Text —
- - -

The Tipping Point for Universal Representation for Immigrants
With attacks on the safety and dignity of immigrant communities ramping up ahead of Election Day, the threats and injustices they face have reached a tipping point. Immigrants have already been confronted with the disproportionate impacts of the COVID-19 pandemic, detention, decades of over-prosecution and over-criminalization, and systemic racism. Now they are subject to escalated enforcement aimed directly at their communities.
In early October, ICE reported that, within a six-day span, it arrested 172 immigrants across six “sanctuary cities”: Baltimore, Denver, New York, Philadelphia, Seattle, and Washington, DC. These cities all have policies in place that are intended to foster trust between local law enforcement and immigrants in their jurisdictions, and yet parents, breadwinners of families, caretakers, and neighbors have been caught up in politically motivated targeting of immigrant communities.
Recent attempts to instill silence and fear in immigrant communities came in conjunction with billboards ICE launched this month in Philadelphia and other parts of Pennsylvania depicting people of color as “wanted” undocumented immigrants and calling sanctuary city policies a “real danger.”
Escalating fearmongering, ICE collaboration with local police agencies, and unfettered enforcement means more immigrants will be forced to navigate a complex legal system alone in the months ahead.
Especially in this moment when efforts to strip immigrants of basic protections continue in full force, release from detention is nearly impossible without legal representation. The radiating impacts of criminalization, mass detention, separation, and deportation of immigrant community members and their families will outlast any federal administration unless we see bolder and more innovative local and state action that is responsive to community needs.
Representation alone is not enough to undo the decades of systemic injustices facing immigrants in the United States, but publicly funded deportation defense serves as a necessary check on an unjust system while filling the gap of leadership and action at the federal level.

- - -

Excerpts from a dataset:
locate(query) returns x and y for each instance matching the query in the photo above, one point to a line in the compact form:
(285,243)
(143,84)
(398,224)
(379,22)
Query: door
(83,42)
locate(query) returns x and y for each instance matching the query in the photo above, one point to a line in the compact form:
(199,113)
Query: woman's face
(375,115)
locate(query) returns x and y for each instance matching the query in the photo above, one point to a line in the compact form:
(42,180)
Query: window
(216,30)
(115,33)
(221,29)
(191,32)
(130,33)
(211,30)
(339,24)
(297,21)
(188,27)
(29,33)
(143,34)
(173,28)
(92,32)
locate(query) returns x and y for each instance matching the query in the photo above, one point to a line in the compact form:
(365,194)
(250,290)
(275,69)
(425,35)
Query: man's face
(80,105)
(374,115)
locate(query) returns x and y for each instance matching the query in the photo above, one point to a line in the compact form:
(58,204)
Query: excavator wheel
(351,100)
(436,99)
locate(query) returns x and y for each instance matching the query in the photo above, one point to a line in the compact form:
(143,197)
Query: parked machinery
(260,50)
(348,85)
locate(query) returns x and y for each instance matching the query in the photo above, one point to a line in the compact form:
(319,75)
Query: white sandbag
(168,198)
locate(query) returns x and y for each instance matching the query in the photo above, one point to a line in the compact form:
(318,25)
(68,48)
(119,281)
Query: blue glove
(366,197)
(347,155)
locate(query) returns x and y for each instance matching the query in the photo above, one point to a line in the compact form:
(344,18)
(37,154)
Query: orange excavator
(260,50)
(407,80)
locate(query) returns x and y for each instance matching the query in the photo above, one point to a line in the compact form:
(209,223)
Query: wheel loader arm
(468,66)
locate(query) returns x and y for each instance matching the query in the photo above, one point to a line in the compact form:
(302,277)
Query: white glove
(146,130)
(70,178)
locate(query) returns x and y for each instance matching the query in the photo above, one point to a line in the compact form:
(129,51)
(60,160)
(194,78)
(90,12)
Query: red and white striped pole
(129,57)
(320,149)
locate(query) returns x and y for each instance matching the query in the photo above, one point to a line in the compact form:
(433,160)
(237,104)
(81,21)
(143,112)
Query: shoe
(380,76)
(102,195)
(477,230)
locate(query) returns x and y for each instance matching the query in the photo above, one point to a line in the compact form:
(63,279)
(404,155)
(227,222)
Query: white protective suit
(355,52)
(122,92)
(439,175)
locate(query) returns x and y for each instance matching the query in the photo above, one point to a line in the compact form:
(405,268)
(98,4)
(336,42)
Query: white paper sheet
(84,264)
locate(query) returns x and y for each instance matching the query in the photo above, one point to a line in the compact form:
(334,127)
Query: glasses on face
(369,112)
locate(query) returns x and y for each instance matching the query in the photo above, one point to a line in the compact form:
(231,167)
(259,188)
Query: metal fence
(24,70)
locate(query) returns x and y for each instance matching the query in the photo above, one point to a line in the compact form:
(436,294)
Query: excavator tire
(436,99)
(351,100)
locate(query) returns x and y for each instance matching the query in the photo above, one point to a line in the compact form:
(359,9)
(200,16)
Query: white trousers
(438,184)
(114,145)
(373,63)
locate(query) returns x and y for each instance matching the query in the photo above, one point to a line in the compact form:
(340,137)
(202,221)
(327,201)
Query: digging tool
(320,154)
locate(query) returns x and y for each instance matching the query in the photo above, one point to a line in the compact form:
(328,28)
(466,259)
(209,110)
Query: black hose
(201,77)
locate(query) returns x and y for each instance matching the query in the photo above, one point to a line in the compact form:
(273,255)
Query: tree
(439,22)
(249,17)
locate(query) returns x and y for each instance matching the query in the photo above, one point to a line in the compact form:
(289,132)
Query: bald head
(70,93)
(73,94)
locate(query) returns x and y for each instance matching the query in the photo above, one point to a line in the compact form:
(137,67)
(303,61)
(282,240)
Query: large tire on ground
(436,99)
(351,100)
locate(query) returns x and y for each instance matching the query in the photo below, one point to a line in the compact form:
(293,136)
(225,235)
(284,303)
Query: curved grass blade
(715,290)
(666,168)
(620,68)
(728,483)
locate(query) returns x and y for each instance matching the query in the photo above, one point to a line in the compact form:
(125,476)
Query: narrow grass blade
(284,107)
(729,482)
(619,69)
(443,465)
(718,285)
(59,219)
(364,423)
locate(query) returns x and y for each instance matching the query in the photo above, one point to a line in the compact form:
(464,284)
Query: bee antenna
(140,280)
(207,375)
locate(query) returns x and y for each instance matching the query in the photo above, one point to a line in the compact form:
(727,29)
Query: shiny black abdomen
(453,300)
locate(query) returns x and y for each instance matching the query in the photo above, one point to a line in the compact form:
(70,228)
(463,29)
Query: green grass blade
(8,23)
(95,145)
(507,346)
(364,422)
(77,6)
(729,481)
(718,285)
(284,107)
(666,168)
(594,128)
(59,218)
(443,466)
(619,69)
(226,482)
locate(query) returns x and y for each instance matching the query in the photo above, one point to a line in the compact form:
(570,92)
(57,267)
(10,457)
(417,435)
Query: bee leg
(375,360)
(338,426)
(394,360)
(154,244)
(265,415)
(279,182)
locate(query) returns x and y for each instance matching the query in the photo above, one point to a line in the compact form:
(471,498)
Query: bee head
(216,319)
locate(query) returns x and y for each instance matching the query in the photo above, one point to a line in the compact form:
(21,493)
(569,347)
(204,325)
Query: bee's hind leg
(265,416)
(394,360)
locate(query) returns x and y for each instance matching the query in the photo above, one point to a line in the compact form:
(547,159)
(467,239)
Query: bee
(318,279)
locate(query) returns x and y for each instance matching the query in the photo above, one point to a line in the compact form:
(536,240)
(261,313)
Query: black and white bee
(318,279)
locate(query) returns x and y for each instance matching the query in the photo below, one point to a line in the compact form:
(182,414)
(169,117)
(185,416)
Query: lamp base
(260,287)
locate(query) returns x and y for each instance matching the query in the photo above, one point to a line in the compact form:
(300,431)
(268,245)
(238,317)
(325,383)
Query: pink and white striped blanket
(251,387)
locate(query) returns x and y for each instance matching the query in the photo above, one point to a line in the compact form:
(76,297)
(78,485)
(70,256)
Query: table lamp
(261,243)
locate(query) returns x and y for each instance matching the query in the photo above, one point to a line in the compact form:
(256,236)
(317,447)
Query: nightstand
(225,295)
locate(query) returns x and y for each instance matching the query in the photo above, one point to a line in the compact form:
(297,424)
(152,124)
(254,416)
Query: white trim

- - -

What you should do — Could you write out the entire article above on universal representation for immigrants, word for word?

Exercise result —
The Tipping Point for Universal Representation for Immigrants
With attacks on the safety and dignity of immigrant communities ramping up ahead of Election Day, the threats and injustices they face have reached a tipping point. Immigrants have already been confronted with the disproportionate impacts of the COVID-19 pandemic, detention, decades of over-prosecution and over-criminalization, and systemic racism. Now they are subject to escalated enforcement aimed directly at their communities.
In early October, ICE reported that, within a six-day span, it arrested 172 immigrants across six “sanctuary cities”: Baltimore, Denver, New York, Philadelphia, Seattle, and Washington, DC. These cities all have policies in place that are intended to foster trust between local law enforcement and immigrants in their jurisdictions, and yet parents, breadwinners of families, caretakers, and neighbors have been caught up in politically motivated targeting of immigrant communities.
Recent attempts to instill silence and fear in immigrant communities came in conjunction with billboards ICE launched this month in Philadelphia and other parts of Pennsylvania depicting people of color as “wanted” undocumented immigrants and calling sanctuary city policies a “real danger.”
Escalating fearmongering, ICE collaboration with local police agencies, and unfettered enforcement means more immigrants will be forced to navigate a complex legal system alone in the months ahead.
Especially in this moment when efforts to strip immigrants of basic protections continue in full force, release from detention is nearly impossible without legal representation. The radiating impacts of criminalization, mass detention, separation, and deportation of immigrant community members and their families will outlast any federal administration unless we see bolder and more innovative local and state action that is responsive to community needs.
Representation alone is not enough to undo the decades of systemic injustices facing immigrants in the United States, but publicly funded deportation defense serves as a necessary check on an unjust system while filling the gap of leadership and action at the federal level.